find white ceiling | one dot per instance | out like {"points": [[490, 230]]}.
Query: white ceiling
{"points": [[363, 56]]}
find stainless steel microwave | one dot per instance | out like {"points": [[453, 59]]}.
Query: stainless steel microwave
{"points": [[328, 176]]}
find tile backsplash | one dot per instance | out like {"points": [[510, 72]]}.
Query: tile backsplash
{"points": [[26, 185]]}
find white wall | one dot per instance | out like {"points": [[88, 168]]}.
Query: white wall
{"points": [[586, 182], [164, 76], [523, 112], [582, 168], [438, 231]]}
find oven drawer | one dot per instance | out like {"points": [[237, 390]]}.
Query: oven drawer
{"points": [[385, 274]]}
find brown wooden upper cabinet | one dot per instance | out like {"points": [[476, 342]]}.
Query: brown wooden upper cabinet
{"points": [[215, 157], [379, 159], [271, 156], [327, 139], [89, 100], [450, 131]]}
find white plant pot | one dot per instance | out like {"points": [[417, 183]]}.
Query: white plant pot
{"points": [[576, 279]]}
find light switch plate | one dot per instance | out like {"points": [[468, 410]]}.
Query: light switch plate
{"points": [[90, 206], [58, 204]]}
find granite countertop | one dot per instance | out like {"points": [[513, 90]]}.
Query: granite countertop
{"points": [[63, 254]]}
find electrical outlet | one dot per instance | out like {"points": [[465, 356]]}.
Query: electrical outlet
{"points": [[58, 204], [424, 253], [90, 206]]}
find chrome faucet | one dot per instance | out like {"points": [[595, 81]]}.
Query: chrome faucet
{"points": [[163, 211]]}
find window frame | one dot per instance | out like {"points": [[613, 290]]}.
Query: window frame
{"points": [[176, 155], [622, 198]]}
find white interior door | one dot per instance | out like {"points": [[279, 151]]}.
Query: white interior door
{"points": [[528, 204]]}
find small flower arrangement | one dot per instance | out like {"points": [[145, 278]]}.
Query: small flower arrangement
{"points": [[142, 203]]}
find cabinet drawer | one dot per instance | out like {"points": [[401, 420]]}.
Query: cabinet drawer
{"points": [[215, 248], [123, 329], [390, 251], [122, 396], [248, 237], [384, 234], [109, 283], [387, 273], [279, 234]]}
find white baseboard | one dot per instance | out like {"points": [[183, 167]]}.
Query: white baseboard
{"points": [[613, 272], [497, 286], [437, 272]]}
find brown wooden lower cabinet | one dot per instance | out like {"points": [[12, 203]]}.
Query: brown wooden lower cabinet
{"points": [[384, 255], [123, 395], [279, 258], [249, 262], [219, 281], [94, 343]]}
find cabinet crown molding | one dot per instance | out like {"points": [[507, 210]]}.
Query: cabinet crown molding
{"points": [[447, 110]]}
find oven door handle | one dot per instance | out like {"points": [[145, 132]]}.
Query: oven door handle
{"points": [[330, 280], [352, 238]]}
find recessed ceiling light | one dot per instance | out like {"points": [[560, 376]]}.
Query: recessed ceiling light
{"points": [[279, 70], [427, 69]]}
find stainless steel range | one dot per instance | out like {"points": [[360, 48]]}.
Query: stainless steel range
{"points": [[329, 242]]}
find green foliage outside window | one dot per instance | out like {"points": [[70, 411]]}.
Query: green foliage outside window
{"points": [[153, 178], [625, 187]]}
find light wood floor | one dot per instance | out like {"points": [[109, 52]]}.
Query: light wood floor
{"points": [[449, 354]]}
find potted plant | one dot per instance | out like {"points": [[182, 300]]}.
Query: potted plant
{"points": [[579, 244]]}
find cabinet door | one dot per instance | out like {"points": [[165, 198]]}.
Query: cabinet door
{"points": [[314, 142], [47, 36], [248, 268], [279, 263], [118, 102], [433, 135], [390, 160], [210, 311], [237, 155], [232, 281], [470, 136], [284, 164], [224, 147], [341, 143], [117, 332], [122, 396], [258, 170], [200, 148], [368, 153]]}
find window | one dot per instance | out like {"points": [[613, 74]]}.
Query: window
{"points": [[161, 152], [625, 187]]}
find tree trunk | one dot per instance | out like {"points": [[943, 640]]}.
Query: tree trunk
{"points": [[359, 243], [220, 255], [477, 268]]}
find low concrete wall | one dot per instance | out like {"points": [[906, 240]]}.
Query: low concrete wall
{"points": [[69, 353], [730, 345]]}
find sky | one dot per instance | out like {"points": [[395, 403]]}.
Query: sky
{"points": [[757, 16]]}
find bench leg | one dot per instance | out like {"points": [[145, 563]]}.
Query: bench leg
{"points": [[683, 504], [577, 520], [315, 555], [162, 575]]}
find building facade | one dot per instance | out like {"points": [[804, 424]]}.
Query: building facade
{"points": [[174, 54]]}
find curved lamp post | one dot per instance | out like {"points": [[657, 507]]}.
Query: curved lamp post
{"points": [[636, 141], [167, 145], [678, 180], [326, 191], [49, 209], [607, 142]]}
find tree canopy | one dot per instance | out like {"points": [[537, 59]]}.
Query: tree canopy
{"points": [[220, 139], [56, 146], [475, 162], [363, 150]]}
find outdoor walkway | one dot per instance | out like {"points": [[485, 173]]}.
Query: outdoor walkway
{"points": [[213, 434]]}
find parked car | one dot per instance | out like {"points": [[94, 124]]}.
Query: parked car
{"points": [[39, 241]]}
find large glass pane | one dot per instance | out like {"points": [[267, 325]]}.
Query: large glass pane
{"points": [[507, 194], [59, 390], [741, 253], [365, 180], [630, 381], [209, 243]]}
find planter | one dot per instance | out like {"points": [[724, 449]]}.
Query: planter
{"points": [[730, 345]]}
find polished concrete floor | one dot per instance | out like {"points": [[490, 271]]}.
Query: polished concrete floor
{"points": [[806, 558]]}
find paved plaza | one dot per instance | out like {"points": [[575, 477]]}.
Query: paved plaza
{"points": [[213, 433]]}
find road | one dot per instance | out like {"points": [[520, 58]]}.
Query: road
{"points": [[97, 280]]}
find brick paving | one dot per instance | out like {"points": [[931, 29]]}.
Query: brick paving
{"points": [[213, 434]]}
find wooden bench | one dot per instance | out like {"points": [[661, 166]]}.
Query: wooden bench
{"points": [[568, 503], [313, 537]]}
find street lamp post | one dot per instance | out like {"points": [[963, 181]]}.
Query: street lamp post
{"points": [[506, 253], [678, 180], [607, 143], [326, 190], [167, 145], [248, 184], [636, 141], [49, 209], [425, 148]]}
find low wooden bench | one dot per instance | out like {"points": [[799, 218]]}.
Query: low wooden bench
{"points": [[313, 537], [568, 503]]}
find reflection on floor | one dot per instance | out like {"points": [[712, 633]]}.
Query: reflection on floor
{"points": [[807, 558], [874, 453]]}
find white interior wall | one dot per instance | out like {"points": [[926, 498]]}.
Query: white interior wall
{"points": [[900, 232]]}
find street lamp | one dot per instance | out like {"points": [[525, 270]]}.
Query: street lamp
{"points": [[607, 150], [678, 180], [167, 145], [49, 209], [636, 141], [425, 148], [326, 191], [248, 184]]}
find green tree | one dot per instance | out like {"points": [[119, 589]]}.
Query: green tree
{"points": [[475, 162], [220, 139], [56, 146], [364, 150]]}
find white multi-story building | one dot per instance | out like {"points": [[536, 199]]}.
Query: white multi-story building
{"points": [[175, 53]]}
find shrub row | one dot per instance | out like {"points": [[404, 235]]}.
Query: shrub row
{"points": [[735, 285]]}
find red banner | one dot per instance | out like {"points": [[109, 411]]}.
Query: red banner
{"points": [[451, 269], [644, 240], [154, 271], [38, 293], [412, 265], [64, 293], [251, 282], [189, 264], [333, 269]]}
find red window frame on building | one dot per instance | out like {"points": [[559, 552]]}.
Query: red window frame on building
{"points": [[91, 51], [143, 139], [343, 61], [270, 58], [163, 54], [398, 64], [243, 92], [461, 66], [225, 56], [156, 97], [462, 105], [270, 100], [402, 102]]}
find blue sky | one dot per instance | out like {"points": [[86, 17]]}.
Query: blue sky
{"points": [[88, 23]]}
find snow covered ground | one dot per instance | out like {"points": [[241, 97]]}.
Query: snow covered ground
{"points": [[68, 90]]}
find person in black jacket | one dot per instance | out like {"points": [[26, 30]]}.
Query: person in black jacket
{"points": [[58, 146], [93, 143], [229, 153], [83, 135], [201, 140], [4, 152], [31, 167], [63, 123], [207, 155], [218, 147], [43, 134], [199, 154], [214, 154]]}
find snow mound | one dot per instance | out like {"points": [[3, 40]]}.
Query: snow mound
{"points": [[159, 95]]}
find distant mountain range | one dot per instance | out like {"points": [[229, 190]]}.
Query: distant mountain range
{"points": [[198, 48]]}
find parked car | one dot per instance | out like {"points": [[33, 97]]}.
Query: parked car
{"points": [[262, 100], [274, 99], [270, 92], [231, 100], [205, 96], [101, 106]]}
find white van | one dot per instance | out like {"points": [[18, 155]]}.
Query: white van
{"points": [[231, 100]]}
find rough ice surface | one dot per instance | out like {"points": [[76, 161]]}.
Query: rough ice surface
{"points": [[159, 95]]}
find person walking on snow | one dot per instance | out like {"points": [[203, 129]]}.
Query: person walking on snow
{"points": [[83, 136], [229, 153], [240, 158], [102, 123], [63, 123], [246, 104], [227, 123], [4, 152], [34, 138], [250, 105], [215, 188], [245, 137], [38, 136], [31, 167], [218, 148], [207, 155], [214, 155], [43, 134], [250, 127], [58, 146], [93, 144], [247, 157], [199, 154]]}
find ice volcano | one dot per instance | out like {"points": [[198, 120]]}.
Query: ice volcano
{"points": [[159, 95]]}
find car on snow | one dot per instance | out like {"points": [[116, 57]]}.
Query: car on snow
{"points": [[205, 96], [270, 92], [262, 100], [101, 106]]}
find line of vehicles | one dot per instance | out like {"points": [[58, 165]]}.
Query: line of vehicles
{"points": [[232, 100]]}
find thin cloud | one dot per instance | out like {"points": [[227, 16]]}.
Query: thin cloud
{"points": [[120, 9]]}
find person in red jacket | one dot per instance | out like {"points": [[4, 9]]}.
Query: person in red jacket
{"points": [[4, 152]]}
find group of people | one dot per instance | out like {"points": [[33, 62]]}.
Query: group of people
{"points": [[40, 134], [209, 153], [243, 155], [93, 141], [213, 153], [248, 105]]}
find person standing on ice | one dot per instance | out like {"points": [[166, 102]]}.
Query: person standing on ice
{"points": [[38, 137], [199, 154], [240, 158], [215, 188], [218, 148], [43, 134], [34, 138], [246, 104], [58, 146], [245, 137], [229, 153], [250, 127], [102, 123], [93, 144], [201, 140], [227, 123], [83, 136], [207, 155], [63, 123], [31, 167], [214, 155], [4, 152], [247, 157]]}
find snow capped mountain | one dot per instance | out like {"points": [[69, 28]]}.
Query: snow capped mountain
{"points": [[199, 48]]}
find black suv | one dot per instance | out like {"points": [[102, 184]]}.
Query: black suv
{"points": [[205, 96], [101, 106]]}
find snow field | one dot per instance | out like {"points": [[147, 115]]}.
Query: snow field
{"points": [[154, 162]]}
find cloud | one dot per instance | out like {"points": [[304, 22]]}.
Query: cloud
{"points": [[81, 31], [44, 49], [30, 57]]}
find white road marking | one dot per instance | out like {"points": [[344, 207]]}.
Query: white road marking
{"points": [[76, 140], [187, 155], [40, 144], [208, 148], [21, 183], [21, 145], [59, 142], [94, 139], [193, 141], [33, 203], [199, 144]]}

________________________________________

:: Work to complete ::
Repeat exactly, and only, the lines from the one containing "Query: cloud" through the last line above.

:: Exercise response ::
Query: cloud
{"points": [[81, 31], [44, 49], [30, 57]]}
find white road marking | one dot per instance | out like {"points": [[344, 207]]}.
Query: white road marking
{"points": [[76, 140], [187, 155], [40, 144], [208, 148], [21, 183], [21, 145], [59, 142], [94, 139], [193, 141], [33, 203], [199, 144]]}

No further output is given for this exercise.